Collected data entries:
"""
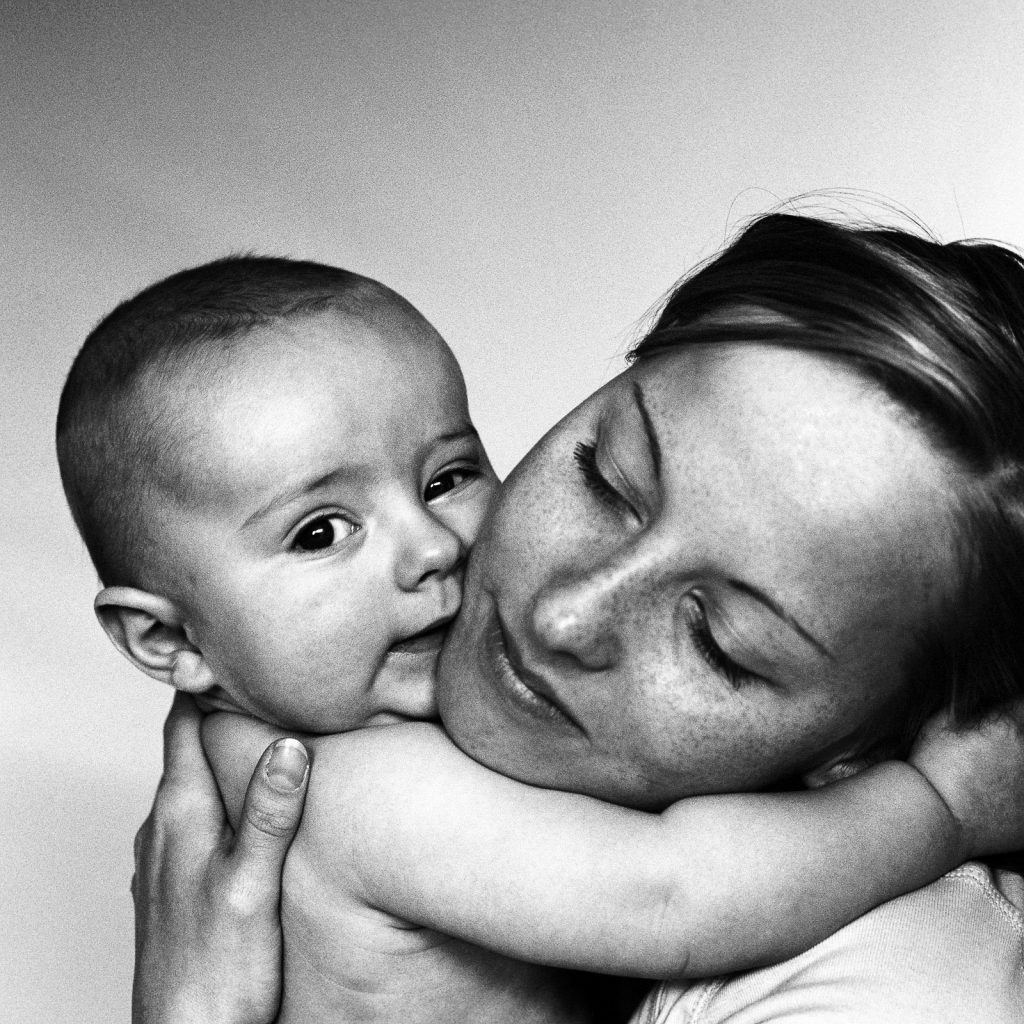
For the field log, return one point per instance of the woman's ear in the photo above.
(151, 632)
(834, 770)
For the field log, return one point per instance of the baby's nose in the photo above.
(428, 549)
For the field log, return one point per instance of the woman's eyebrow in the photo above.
(648, 426)
(762, 598)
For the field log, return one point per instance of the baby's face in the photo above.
(340, 484)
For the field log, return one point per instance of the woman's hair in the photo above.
(940, 328)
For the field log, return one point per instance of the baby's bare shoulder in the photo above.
(387, 777)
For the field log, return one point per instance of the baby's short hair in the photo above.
(114, 445)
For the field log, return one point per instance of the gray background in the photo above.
(532, 175)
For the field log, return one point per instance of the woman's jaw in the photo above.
(707, 578)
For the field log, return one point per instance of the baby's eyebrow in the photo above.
(286, 498)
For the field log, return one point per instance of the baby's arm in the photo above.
(714, 884)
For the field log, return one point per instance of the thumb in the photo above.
(271, 812)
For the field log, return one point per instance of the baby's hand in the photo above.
(979, 773)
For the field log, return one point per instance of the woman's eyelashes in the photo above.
(708, 648)
(585, 456)
(324, 531)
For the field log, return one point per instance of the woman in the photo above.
(836, 582)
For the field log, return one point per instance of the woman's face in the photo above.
(707, 578)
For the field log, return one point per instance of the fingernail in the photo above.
(286, 770)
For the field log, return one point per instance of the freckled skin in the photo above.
(779, 470)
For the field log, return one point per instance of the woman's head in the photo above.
(782, 537)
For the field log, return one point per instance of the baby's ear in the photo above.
(151, 632)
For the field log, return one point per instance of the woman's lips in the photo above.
(520, 687)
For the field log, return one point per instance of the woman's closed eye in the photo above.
(324, 531)
(585, 456)
(704, 640)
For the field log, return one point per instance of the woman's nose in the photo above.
(427, 549)
(576, 616)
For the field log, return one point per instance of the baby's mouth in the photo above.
(424, 641)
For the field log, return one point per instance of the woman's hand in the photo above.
(208, 942)
(979, 773)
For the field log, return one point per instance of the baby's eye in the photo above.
(448, 480)
(323, 532)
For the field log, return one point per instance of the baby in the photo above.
(273, 468)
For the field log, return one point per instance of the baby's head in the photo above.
(274, 471)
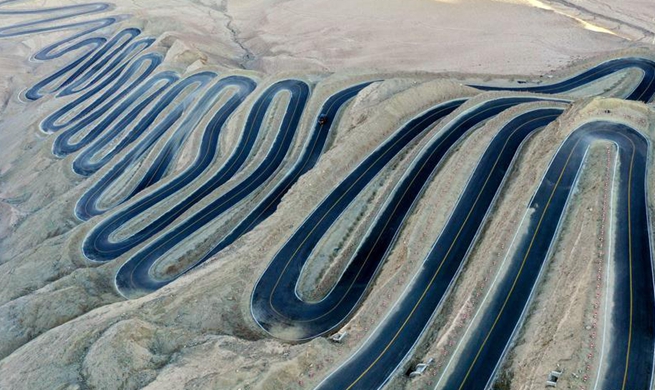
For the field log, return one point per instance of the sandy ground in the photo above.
(197, 333)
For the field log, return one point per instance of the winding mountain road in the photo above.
(126, 123)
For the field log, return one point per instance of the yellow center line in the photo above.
(427, 288)
(270, 300)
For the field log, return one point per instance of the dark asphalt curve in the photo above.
(275, 305)
(632, 319)
(643, 91)
(134, 277)
(372, 365)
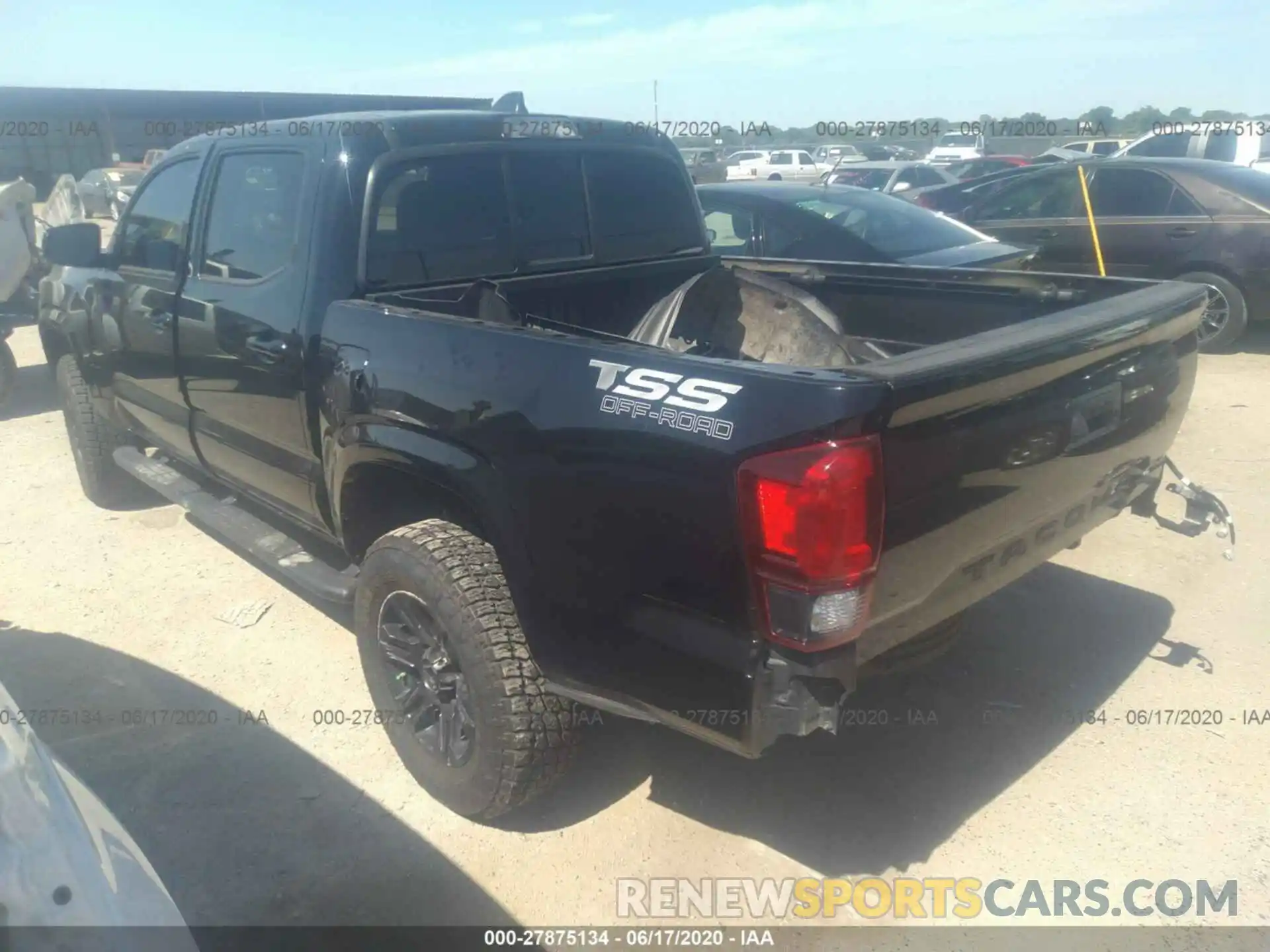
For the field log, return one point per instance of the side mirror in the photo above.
(77, 245)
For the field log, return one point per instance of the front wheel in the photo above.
(1226, 317)
(93, 440)
(451, 674)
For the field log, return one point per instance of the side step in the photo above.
(224, 517)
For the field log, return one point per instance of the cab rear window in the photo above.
(455, 218)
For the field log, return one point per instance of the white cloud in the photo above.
(589, 19)
(812, 31)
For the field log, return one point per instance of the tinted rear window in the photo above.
(486, 215)
(1248, 184)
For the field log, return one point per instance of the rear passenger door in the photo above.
(1147, 225)
(1044, 211)
(239, 337)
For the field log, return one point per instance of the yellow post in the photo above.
(1094, 229)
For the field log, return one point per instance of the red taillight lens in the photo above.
(813, 526)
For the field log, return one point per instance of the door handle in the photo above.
(267, 347)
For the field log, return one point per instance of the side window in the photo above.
(1171, 146)
(255, 210)
(730, 231)
(642, 206)
(441, 219)
(549, 206)
(157, 223)
(1129, 193)
(778, 238)
(1040, 197)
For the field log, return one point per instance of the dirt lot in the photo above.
(300, 823)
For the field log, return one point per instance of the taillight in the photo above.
(812, 518)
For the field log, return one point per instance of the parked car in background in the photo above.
(1185, 219)
(786, 220)
(974, 168)
(107, 190)
(1238, 146)
(875, 153)
(1058, 154)
(1096, 146)
(704, 164)
(832, 154)
(956, 147)
(956, 196)
(746, 155)
(778, 165)
(888, 177)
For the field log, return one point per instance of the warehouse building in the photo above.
(46, 132)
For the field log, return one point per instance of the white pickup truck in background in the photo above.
(780, 164)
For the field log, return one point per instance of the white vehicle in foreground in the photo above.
(778, 165)
(65, 859)
(956, 147)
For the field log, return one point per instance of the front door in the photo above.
(149, 258)
(240, 349)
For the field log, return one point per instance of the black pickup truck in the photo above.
(479, 375)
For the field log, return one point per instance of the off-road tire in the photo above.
(93, 440)
(525, 738)
(8, 374)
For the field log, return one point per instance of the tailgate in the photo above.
(1005, 447)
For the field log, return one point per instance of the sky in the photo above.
(789, 63)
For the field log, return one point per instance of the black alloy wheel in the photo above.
(427, 682)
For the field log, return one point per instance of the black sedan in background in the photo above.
(842, 223)
(107, 190)
(1187, 219)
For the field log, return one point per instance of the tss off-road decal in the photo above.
(644, 393)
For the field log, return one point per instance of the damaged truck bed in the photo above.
(488, 383)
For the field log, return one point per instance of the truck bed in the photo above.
(1016, 412)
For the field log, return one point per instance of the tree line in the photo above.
(1100, 121)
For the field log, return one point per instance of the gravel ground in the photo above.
(295, 823)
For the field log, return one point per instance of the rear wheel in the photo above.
"""
:: Your instructions ::
The expected output is the full data above, reproduced exactly with no images.

:: Your solution ::
For the field log, return one point per instance of the woman's ear in the photo above.
(151, 632)
(834, 770)
For the field log, return one point per instance of the baby's nose in the photo above.
(428, 549)
For the field log, return one point per instance of the woman's eyebrow in the photo above.
(648, 426)
(762, 598)
For the field log, return one point per instance of the baby's face in the photo above.
(340, 484)
For the field log, return one point per instance of the woman's hair in the photo above.
(940, 328)
For the field log, return one point per instance of the baby's bare shoulder in the photo above.
(387, 777)
For the field log, return one point per instance of the baby's short hair in the photo above.
(114, 445)
For the field log, return one point per instance of the gray background in the photo above.
(532, 175)
For the field log, return one point per instance of the woman's jaw in the photo above.
(707, 578)
For the field log, return one point per instance of the baby's eyebrow in the photo above.
(286, 498)
For the field log, return one point per instance of the baby's arm in the photo above.
(714, 884)
For the field log, return one point per instance of the thumb in the photo above.
(271, 812)
For the field log, return one point per instance of the baby's hand in the photo above.
(979, 773)
For the field log, return one point per instance of the woman's eyelashes in the photo above.
(708, 648)
(585, 456)
(324, 531)
For the field log, return one point per instance of the woman in the photo above.
(836, 582)
For the field log, return one point per instance of the woman's face in the photo above.
(707, 578)
For the field log, return one point per instance of the fingernail in the photo above.
(286, 770)
For the field log, return one point per instance of the freckled skin in the photo above.
(779, 470)
For the field log, return one point per instance of the woman's head in the photo above.
(782, 537)
For the field log, return one point per instance of the baby's ear in the photo above.
(151, 632)
For the field log, return one point per instance of the woman's lips in the photo above.
(520, 687)
For the field log, return one point per instance of the woman's closed eye in the photo above.
(324, 531)
(585, 456)
(704, 640)
For the field log, return one point per instance of the woman's nose in the photo above.
(427, 549)
(576, 616)
For the field log, return one point per instance of the baby's mouth in the photo above.
(424, 641)
For the field log, return one point per instance of the woman's hand in the photo above.
(208, 942)
(979, 773)
For the field log, return one point per instance of the baby's eye in the photo above.
(448, 480)
(323, 532)
For the field log, return one point per instance of the baby in the photo above.
(273, 468)
For the field log, return one point per instance of the baby's head in the photo above.
(274, 471)
For the field log, return one point per instance of the sandy ground in the photo above.
(197, 333)
For the field log, return one point per instance of the winding mountain road in the photo above.
(126, 123)
For the field log, return one point per instance of the yellow center line in the photo above.
(427, 288)
(270, 300)
For the field log, return one point per instance of the dark asphalt curve in the photo above.
(275, 305)
(632, 319)
(643, 91)
(134, 277)
(372, 365)
For the field log, return one point per instance of the side mirror in the photo above.
(77, 245)
For the field log, return one point per instance of the front wheel in the photo above.
(1226, 317)
(93, 440)
(451, 674)
For the field log, return one point per instance of the side step in the photo above.
(224, 517)
For the field log, return one point per instance of the cab rear window in the photo above.
(455, 218)
For the field log, return one point per instance of the white cloud in the photo above.
(589, 19)
(812, 31)
For the field log, return one point per instance of the tinted rear window in the photo above.
(486, 215)
(1248, 184)
For the field log, return one point per instance of the rear passenger door in the photo above.
(1147, 225)
(1044, 211)
(239, 337)
For the field log, return one point per instance of the yellow post in the photo above.
(1094, 229)
For the field log, return one point per instance of the red taillight lens in the photo above.
(813, 526)
For the field log, return one point per instance of the door handle in the photo above.
(267, 347)
For the field log, return one point per instance of the side window in the photo above.
(1171, 146)
(255, 210)
(730, 231)
(642, 206)
(441, 219)
(549, 206)
(157, 223)
(1129, 193)
(778, 238)
(1040, 197)
For the field log, return one point per instance of the dirt lot in the photo above.
(300, 823)
For the field log, return one point per instance of the taillight in the photo above.
(812, 518)
For the field log, return one point per instance of the parked car in background in the photo above.
(1185, 219)
(786, 220)
(974, 168)
(107, 190)
(1238, 146)
(875, 153)
(1058, 154)
(1096, 146)
(704, 164)
(832, 154)
(956, 147)
(956, 196)
(746, 155)
(778, 165)
(888, 177)
For the field log, return one point per instance of the warehouse building in the photo above.
(46, 132)
For the field log, return one point per instance of the white pickup truck in background in the photo above.
(780, 164)
For the field log, return one point per instance of the white vehicle in foreground in the photo above.
(778, 165)
(65, 859)
(956, 147)
For the field log, return one point per instance of the front door in the photo above.
(149, 258)
(240, 349)
For the field log, return one point per instance of the black pickup truck in the photo above.
(479, 375)
For the field log, return one point per instance of the off-road tire in the photo above.
(93, 440)
(525, 738)
(8, 374)
For the field log, return one point per instance of the tailgate in the photo above.
(1005, 447)
For the field log, return one point per instance of the sky in the photo above.
(789, 63)
For the field log, return one point per instance of the black alloy wheel in the photo above.
(427, 682)
For the field log, return one point per instance of the black sedan in background in the photo above.
(842, 223)
(107, 190)
(1187, 219)
For the field log, return one point per instance of the tss off-road decal in the photo above.
(644, 393)
For the field log, return one point per instance of the damaged truck bed in the photo above.
(488, 383)
For the field log, return one point per instance of the truck bed in the photo above.
(1016, 412)
For the field log, return one point per instance of the tree line in the photo above.
(1100, 121)
For the field log, return one point per instance of the gravel ground in the photo above.
(295, 823)
For the field log, return one point per instance of the rear wheel in the photo above.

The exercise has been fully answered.